(Records provided):
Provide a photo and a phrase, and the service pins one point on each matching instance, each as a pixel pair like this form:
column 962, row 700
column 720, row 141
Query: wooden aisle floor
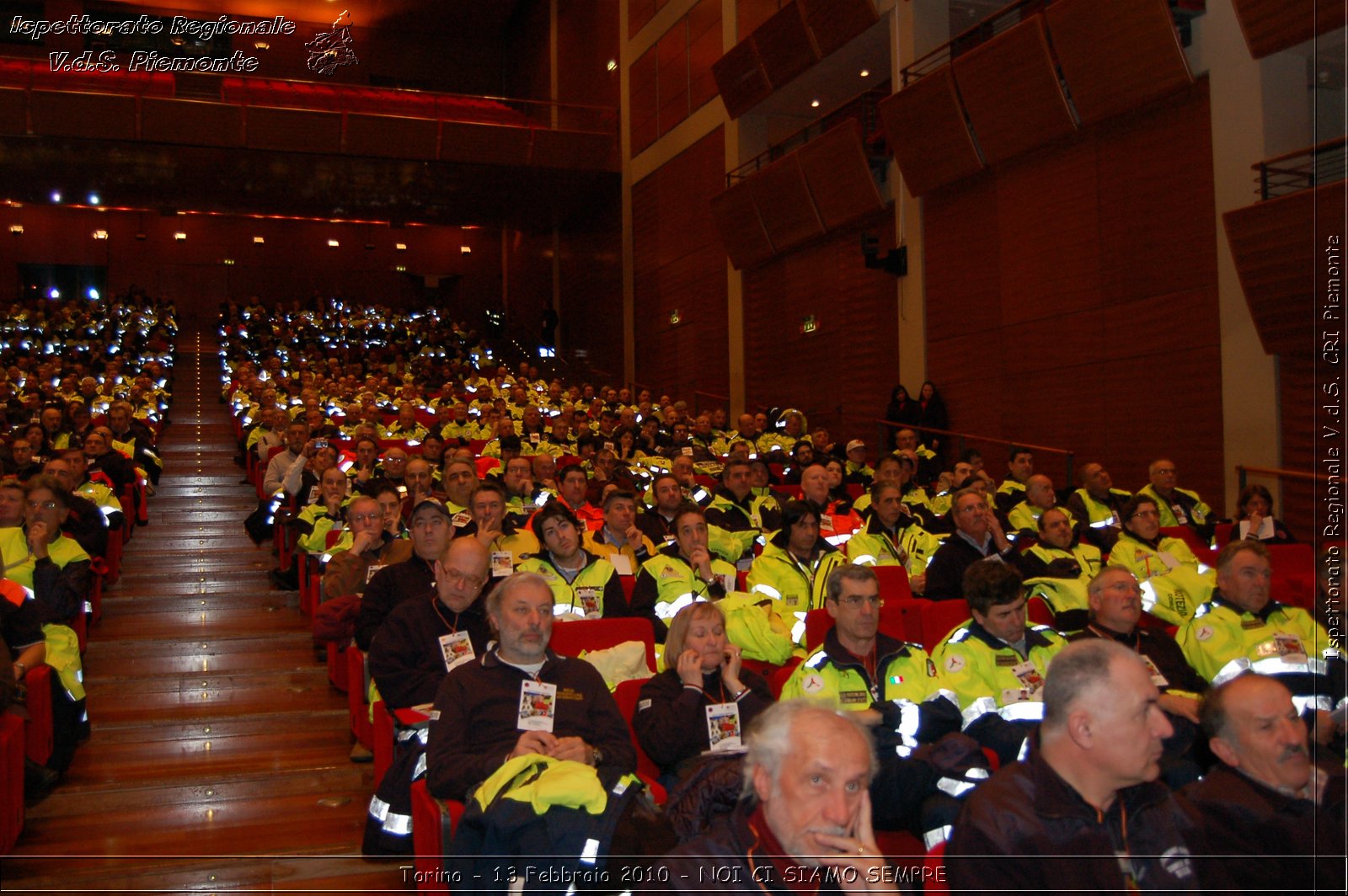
column 219, row 756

(Work instructions): Every line of the data above is to be repeated exactly; the images are to be left out.

(Response):
Provide a photo and a phrase, and the service pins one point on each matching instance, each as a pixel pair like this form:
column 962, row 700
column 720, row 141
Query: wooden aisle floor
column 219, row 756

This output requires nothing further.